:: Records ::
+++

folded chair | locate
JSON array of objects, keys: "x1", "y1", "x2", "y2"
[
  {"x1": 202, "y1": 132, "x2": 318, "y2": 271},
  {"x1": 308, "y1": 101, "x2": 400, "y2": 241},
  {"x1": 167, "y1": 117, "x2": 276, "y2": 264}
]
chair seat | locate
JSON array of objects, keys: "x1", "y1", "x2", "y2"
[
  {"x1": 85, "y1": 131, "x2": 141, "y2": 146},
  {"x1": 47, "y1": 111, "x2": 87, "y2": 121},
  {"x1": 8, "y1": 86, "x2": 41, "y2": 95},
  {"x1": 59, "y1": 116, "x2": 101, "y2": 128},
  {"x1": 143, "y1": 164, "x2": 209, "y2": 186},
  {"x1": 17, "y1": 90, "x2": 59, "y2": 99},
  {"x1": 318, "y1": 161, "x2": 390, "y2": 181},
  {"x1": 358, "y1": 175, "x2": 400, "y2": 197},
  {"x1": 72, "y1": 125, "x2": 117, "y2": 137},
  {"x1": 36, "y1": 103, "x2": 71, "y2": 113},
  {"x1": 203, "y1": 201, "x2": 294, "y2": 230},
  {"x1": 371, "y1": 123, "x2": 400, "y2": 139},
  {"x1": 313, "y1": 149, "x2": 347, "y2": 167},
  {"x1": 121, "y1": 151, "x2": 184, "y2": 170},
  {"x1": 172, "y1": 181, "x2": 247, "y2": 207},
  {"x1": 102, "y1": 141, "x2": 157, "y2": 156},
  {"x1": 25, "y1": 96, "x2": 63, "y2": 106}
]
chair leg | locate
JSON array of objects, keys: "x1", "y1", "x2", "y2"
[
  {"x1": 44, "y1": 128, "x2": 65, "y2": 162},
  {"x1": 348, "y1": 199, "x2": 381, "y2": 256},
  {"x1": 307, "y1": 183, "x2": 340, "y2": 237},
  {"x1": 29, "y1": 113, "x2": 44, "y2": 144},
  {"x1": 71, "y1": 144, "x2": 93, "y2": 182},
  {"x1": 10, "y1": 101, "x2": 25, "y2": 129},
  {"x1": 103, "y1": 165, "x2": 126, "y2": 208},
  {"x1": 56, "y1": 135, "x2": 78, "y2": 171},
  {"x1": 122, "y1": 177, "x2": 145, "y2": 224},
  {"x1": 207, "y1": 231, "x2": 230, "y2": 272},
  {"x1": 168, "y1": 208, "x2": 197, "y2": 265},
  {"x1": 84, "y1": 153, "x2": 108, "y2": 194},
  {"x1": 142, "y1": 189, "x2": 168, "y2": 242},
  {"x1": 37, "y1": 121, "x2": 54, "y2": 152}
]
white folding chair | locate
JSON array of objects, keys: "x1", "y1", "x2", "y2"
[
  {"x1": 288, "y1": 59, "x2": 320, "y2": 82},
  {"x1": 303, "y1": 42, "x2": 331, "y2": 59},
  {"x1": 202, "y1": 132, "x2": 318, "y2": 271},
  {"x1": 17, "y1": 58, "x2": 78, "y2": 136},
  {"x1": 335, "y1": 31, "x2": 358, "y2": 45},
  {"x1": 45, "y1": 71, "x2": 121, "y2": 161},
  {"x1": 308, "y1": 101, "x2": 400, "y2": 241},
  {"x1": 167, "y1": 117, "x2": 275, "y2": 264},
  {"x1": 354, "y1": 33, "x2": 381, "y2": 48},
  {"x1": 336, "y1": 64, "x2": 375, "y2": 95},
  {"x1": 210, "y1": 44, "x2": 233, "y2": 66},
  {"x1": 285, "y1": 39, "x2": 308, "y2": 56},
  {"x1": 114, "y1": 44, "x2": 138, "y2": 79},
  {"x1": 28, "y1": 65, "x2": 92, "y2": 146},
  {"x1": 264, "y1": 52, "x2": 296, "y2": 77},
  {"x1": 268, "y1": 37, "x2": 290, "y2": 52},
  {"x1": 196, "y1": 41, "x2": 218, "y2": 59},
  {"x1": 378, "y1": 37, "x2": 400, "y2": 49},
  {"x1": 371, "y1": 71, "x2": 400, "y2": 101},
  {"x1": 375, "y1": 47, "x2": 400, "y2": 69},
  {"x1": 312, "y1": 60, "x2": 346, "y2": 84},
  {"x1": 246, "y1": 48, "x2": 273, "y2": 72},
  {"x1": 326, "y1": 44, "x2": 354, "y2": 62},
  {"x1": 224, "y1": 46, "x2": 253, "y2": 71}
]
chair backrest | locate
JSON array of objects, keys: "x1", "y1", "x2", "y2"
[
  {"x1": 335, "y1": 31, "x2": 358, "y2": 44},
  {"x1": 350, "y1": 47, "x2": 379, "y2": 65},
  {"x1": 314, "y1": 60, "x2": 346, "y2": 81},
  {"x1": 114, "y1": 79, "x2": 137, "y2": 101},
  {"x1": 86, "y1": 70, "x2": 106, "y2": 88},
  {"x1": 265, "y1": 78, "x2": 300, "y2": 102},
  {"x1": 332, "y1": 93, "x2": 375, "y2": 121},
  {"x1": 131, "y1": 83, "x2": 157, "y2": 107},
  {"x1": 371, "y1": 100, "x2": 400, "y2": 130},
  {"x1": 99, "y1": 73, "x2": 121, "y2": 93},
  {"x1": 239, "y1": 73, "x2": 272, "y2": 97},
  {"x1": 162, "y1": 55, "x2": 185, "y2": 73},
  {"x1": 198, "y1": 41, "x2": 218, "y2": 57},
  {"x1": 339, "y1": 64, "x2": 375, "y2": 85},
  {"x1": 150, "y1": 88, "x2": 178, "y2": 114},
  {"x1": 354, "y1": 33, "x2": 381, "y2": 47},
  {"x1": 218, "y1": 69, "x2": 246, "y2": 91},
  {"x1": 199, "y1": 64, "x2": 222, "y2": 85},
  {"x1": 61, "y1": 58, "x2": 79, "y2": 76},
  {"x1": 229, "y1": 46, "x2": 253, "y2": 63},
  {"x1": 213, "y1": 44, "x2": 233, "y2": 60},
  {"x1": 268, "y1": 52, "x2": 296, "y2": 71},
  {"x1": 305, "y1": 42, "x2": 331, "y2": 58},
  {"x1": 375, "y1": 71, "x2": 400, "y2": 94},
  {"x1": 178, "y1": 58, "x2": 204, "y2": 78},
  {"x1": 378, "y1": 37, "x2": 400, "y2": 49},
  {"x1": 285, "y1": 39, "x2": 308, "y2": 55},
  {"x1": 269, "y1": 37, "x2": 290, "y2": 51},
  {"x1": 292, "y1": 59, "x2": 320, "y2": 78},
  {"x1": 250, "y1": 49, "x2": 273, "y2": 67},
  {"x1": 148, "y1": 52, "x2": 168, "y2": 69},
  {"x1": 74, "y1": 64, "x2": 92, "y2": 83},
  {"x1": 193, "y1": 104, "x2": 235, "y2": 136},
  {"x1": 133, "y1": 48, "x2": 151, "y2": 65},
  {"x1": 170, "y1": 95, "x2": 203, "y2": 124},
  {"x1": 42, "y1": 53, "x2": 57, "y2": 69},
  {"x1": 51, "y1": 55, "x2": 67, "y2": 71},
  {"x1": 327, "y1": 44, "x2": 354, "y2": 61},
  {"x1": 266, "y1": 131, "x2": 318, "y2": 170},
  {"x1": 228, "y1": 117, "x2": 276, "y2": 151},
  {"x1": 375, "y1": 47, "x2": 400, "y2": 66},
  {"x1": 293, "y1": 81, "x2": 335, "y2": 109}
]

+++

:: What is being asked ::
Please gather every line in the rows above that contains the word "chair", and copy each line in full.

:: Solution ::
folded chair | locate
chair seat | locate
chair leg | locate
white folding chair | locate
chair backrest | locate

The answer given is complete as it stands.